EXERCICES À FAIRE:
A – D'après l'article sur le protestantisme en Corée, quelle part des personnes interrogées a déclaré faire confiance aux Églises protestantes ?
B – Réécrivez le passage de l'article sur le protestantisme en Corée qui va de "Selon une récente" à "le protestantisme local.", en remplaçant "séminaire" par "colloque".

TEXTE SOURCE:

Eglises d'Asie

Selon un récent sondage, le protestantisme en Corée souffre d’un manque de crédibilité

Publié le 18/03/2010




Selon une récente étude, les Sud-coréens déclarent ne pas avoir une grande confiance dans le protestantisme et reprochent à ses fidèles de ne pas mettre en pratique ce qu’ils prêchent, à commencer par la tolérance envers les autres religions. Le Mouvement pour une éthique chrétienne de Corée (CEMK), qui a mené l’étude conjointement… 

… avec le Global Research Institute, a présenté les résultats de cette enquête lors d’un séminaire qui s’est tenu le 20 novembre dernier. Le sondage d’opinion a été effectué dans tout le pays, du 23 au 27 octobre, auprès de 1 000 personnes âgées de 20 à 60 ans, afin de connaître la manière dont les Sud-Coréens appréhendaient le protestantisme local.

A la question de savoir si elles accordaient leur confiance aux Eglises protestantes, 18,4 % des personnes interrogées ont répondu positivement – un chiffre qui correspond à peu près à la proportion des protestants dans la société sud-coréenne (18,3 % selon les données officielles du recensement de 2005). Presque une majorité des Coréens a déclaré ne pas faire confiance aux Eglises protestantes (48,3 %) et un tiers ne se prononce pas sur cette question (33,3 %)

[Entrées de données extraites]
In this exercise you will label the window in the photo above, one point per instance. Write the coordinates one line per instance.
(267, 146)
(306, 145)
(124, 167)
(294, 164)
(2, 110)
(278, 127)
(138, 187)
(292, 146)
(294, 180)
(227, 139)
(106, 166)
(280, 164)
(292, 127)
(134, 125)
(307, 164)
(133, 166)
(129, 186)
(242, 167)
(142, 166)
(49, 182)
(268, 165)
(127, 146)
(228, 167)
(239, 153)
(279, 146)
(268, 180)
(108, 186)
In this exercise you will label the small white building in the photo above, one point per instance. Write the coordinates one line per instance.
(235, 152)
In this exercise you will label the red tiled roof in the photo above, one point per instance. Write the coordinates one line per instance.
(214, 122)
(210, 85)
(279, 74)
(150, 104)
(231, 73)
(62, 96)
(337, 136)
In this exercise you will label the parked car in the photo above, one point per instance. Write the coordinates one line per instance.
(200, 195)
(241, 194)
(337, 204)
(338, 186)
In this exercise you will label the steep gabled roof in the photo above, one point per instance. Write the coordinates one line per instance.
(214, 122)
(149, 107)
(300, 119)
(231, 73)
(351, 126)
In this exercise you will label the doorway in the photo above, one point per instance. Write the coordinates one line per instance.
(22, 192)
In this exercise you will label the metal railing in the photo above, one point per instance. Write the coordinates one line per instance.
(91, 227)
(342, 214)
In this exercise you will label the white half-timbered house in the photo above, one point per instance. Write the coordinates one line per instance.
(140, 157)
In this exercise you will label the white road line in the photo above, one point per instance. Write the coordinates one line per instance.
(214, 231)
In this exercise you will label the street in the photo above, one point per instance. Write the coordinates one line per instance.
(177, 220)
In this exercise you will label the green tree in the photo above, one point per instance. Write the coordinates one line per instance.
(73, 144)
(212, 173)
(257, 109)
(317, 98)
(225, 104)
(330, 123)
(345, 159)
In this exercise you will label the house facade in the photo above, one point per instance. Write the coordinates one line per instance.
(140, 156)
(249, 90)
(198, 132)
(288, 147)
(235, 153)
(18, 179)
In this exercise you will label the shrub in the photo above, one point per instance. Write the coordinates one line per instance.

CORRIGÉS COMPLETS:
A – 18,4 % des personnes interrogées.

B –
Selon une récente étude, les Sud-coréens déclarent ne pas avoir une grande confiance dans le protestantisme et reprochent à ses fidèles de ne pas mettre en pratique ce qu’ils prêchent, à commencer par la tolérance envers les autres religions. Le Mouvement pour une éthique chrétienne de Corée (CEMK), qui a mené l’étude conjointement… 

… avec le Global Research Institute, a présenté les résultats de cette enquête lors d’un colloque qui s’est tenu le 20 novembre dernier. Le sondage d’opinion a été effectué dans tout le pays, du 23 au 27 octobre, auprès de 1 000 personnes âgées de 20 à 60 ans, afin de connaître la manière dont les Sud-Coréens appréhendaient le protestantisme local.